__What is needed__
Return the full listing unchanged, apart from leaving out its images.

__Recorded information__
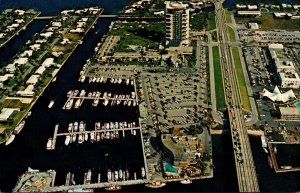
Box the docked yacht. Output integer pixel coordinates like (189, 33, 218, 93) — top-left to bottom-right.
(78, 134, 83, 144)
(96, 132, 101, 142)
(65, 99, 74, 110)
(79, 90, 86, 97)
(14, 120, 25, 134)
(180, 179, 192, 184)
(73, 90, 79, 96)
(90, 132, 95, 142)
(48, 100, 55, 108)
(79, 121, 84, 131)
(125, 169, 130, 180)
(145, 181, 167, 188)
(92, 99, 99, 107)
(85, 133, 89, 141)
(114, 170, 119, 181)
(68, 123, 73, 133)
(72, 134, 76, 142)
(141, 167, 146, 178)
(74, 99, 81, 109)
(65, 135, 71, 146)
(46, 138, 53, 150)
(103, 99, 109, 106)
(119, 169, 123, 180)
(107, 169, 112, 181)
(74, 122, 79, 132)
(5, 134, 15, 146)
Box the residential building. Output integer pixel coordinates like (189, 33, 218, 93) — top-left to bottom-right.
(165, 1, 190, 47)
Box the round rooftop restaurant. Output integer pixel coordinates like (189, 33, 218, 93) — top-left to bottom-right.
(169, 2, 187, 9)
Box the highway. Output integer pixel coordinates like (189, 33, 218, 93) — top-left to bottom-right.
(213, 0, 260, 192)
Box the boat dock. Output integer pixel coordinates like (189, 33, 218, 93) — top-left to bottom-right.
(47, 124, 140, 150)
(62, 90, 137, 110)
(47, 125, 58, 150)
(14, 167, 147, 192)
(40, 179, 147, 192)
(269, 144, 300, 173)
(56, 127, 140, 136)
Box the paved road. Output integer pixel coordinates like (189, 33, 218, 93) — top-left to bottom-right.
(213, 0, 260, 192)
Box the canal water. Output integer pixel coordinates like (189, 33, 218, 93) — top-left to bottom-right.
(0, 0, 299, 192)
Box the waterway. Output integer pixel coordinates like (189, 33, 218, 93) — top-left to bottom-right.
(0, 0, 299, 192)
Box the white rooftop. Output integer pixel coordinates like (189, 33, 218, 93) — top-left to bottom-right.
(26, 74, 40, 85)
(14, 57, 28, 65)
(35, 66, 46, 75)
(17, 85, 35, 97)
(20, 50, 33, 57)
(0, 108, 20, 121)
(262, 86, 296, 103)
(41, 58, 54, 67)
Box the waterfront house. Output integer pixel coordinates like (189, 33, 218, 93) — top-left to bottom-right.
(0, 108, 20, 122)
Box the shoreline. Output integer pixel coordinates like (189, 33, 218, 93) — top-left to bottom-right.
(0, 11, 41, 48)
(0, 9, 103, 145)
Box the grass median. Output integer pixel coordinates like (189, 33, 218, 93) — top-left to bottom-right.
(213, 47, 226, 109)
(227, 26, 236, 42)
(207, 12, 216, 30)
(232, 47, 251, 111)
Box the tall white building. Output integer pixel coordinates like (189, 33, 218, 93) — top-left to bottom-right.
(165, 1, 189, 47)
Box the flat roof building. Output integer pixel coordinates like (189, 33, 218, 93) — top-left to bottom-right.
(279, 107, 300, 121)
(0, 108, 20, 122)
(16, 85, 35, 97)
(237, 11, 261, 17)
(279, 72, 300, 89)
(26, 75, 40, 85)
(247, 5, 258, 10)
(41, 58, 54, 67)
(275, 59, 296, 74)
(248, 22, 259, 30)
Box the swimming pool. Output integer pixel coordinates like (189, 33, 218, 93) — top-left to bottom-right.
(295, 101, 300, 108)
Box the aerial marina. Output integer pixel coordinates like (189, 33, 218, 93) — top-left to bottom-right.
(1, 0, 300, 192)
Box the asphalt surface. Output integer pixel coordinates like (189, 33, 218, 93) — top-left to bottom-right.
(213, 0, 260, 191)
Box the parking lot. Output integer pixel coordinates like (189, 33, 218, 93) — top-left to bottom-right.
(142, 72, 204, 132)
(240, 41, 300, 144)
(238, 30, 300, 43)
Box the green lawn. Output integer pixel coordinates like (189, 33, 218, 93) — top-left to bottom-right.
(227, 26, 236, 42)
(211, 31, 217, 42)
(190, 12, 206, 30)
(225, 9, 232, 24)
(235, 13, 300, 31)
(108, 22, 164, 52)
(213, 47, 226, 109)
(207, 12, 216, 31)
(232, 47, 251, 111)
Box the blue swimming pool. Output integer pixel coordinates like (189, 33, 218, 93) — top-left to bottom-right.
(295, 101, 300, 108)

__Answer area__
Box the docked yacht. Output integer pixel coordinates like (189, 33, 218, 93) — top-left to bottom-right.
(78, 134, 83, 144)
(96, 132, 101, 142)
(65, 99, 74, 110)
(79, 90, 86, 97)
(14, 120, 25, 134)
(180, 179, 192, 184)
(73, 90, 79, 96)
(90, 132, 95, 142)
(48, 100, 55, 108)
(79, 121, 84, 131)
(125, 169, 130, 180)
(145, 181, 167, 188)
(92, 99, 99, 107)
(85, 133, 89, 141)
(114, 170, 119, 181)
(68, 123, 73, 133)
(72, 134, 76, 142)
(141, 167, 146, 178)
(74, 99, 81, 109)
(65, 135, 71, 146)
(46, 138, 53, 150)
(103, 99, 109, 106)
(119, 169, 123, 180)
(107, 169, 112, 181)
(74, 122, 79, 132)
(5, 134, 15, 146)
Box the residential building. Output integer pixel coordinates like (189, 33, 218, 93) — top-left to bottom-right.
(165, 1, 190, 47)
Box the round rooftop restaurant. Output integer pixel coordinates like (189, 33, 218, 93) — top-left to bottom-right.
(169, 2, 187, 9)
Box the highway. Output integer pixel coordinates like (189, 33, 218, 93) — top-left to bottom-right.
(213, 0, 260, 192)
Box the boat dock. Output integer pixel coordinates like (189, 33, 218, 93) — top-left to bottom-right.
(47, 124, 140, 150)
(62, 90, 137, 110)
(47, 125, 58, 150)
(14, 167, 147, 192)
(40, 179, 147, 192)
(269, 144, 300, 173)
(56, 127, 140, 136)
Box the paved road. Output integer pixel coordinates like (189, 33, 218, 93) — top-left to bottom-right.
(213, 0, 260, 192)
Box the canal water. Output integer pixel coordinates like (189, 33, 218, 93) — top-left to bottom-right.
(0, 0, 299, 192)
Box the waterway. Output integer pixel coordinates like (189, 33, 218, 93) — top-left to bottom-right.
(0, 0, 299, 192)
Box the white rooftop. Output integer pixel coordinates like (189, 33, 218, 93) — top-left to bottom-right.
(26, 74, 40, 85)
(14, 57, 28, 65)
(35, 66, 46, 75)
(17, 85, 35, 97)
(20, 50, 33, 57)
(0, 108, 20, 121)
(262, 86, 296, 103)
(41, 58, 54, 67)
Box the waterfront house. Output integer pixel coordinates like (189, 33, 218, 93) — top-left to bottom-right.
(0, 108, 20, 122)
Box the shoreline. Output integer pixel coordinates like (189, 33, 218, 93) — top-left to bottom-right.
(0, 11, 41, 48)
(0, 9, 103, 145)
Box the grass median. Output integer pixel coordinates like (189, 33, 218, 93) — top-left to bottom-right.
(213, 47, 226, 109)
(227, 26, 236, 42)
(207, 12, 216, 30)
(232, 47, 251, 111)
Box the tall white building. Output integer pixel coordinates like (189, 33, 218, 93) — top-left to bottom-right.
(165, 1, 189, 47)
Box the flat roof building. Output integer pixel coordinates like (189, 33, 218, 93) — top-left to bottom-right.
(279, 107, 300, 121)
(0, 108, 20, 122)
(16, 85, 35, 97)
(237, 11, 261, 17)
(279, 72, 300, 89)
(26, 75, 40, 85)
(247, 5, 258, 10)
(41, 58, 54, 67)
(275, 59, 296, 74)
(248, 22, 259, 30)
Box the swimming pool. Output integer pixel coordinates like (189, 33, 218, 93) — top-left to bottom-right.
(295, 101, 300, 108)
Box the aerial marina. Output integer pixel coordinates like (189, 33, 218, 93) — top-left to bottom-right.
(1, 0, 300, 192)
Box the asphalt surface. Output integer pixel coordinates like (189, 33, 218, 93) — top-left to bottom-right.
(213, 0, 260, 191)
Box the parking lot. Output integer pixel coordinates like (189, 33, 218, 93) — top-left to bottom-right.
(142, 72, 204, 132)
(240, 41, 300, 144)
(238, 30, 300, 43)
Box the green lawn. Output integer pixel coordinates like (189, 33, 218, 93) — top-left to bottom-right.
(227, 26, 236, 42)
(211, 31, 217, 42)
(190, 12, 206, 30)
(225, 9, 232, 24)
(235, 13, 300, 31)
(108, 22, 164, 52)
(213, 47, 226, 109)
(207, 12, 216, 31)
(232, 47, 251, 111)
Box the blue swimming pool. Output integer pixel coordinates like (189, 33, 218, 93) — top-left to bottom-right.
(295, 101, 300, 108)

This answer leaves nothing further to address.